_TO DO_. All records that follow are to be output exactly.
··· GIVEN RECORDS ···
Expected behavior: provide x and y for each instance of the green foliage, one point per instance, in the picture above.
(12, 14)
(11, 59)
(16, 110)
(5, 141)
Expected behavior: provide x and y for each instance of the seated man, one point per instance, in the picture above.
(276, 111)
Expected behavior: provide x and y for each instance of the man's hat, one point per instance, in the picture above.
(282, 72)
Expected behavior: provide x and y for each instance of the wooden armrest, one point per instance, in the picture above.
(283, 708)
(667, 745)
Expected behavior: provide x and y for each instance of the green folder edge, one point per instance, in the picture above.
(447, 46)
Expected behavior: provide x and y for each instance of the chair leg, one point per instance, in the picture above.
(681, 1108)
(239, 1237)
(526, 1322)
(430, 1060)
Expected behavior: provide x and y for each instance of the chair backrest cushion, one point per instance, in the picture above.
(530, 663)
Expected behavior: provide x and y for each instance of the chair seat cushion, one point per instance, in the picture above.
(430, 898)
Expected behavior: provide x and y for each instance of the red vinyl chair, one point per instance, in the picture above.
···
_ANSWER SECTION_.
Expected behavior: provide x and y for each instance of the green foliage, one point per instance, in the picture above.
(12, 14)
(11, 59)
(16, 110)
(5, 141)
Expected behavior: provide x and y for each instance of the seated man, one point per instance, in the picture above.
(276, 111)
Expected behavior: provide x and y for each instance of the man's hat, one point per instance, in the picture above.
(282, 72)
Expected behavior: provide x and y for each instance of the wooden armrest, one point per instance, in the picture above.
(283, 708)
(667, 745)
Expected behavior: provide x and y for each instance of the green folder edge, one point per instance, in the picture above.
(447, 46)
Expected behavior: provide x and y for each instance of the chair leg, one point per instance, in the picture above.
(681, 1108)
(239, 1237)
(526, 1322)
(430, 1060)
Expected behavior: provide x and y for each instance of the chair backrest cushion, one point per instance, in the picture above.
(530, 663)
Expected behavior: provide x and y for each instance of the chair seat cushion, one point per instance, in the picture above.
(430, 898)
Expected behavior: provide x and y for each instance of the red vinyl chair, one point per instance, in the picture above.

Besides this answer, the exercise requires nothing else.